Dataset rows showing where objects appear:
□ □ □

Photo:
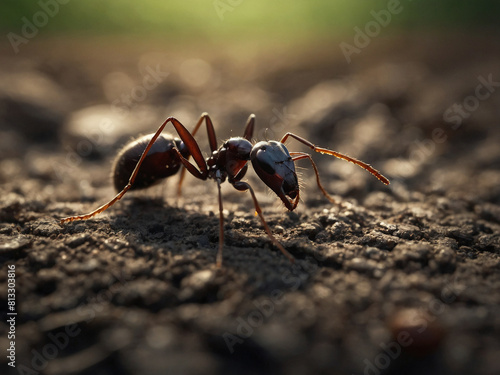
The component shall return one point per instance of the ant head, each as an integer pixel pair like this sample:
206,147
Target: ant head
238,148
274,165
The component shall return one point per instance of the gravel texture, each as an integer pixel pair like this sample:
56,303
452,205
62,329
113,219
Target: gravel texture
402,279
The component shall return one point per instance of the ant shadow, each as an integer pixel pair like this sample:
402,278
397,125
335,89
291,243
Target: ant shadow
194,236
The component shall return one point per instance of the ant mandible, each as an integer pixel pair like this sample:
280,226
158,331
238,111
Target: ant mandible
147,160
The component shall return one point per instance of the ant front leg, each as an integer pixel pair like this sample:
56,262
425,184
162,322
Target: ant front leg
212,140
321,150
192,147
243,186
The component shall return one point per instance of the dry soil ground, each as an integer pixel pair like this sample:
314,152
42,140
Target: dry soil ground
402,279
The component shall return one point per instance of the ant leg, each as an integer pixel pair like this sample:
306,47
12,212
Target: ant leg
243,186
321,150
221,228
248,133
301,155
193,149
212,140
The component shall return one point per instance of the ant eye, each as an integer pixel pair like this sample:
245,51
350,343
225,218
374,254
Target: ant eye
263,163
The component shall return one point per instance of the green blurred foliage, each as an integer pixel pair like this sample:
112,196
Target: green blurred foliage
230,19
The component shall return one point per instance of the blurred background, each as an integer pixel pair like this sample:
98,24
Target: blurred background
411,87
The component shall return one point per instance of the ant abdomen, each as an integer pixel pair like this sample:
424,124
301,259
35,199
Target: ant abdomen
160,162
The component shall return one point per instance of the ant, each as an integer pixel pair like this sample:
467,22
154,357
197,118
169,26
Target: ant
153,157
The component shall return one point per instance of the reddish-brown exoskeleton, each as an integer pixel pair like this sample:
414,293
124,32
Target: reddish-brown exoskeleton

□ □ □

Set exercise
Rescale the stretch from the line containing "the ant, each" through the end of the material, writing those lines out again with the requests included. Multiply each answer coordinate by 1.6 and round to whole numbers, rounding halves up, but leave the sample pairs in the requests as they are.

Exercise solution
The component shall return one point per instance of the ant, each as an integer pixel pair like this sample:
467,22
154,357
197,118
169,26
Target: ant
245,251
The component shall return one point per instance of the reddish-brown exoskeleton, each as an integer pixel pair like this sample:
414,293
124,32
Target: reddish-brown exoskeleton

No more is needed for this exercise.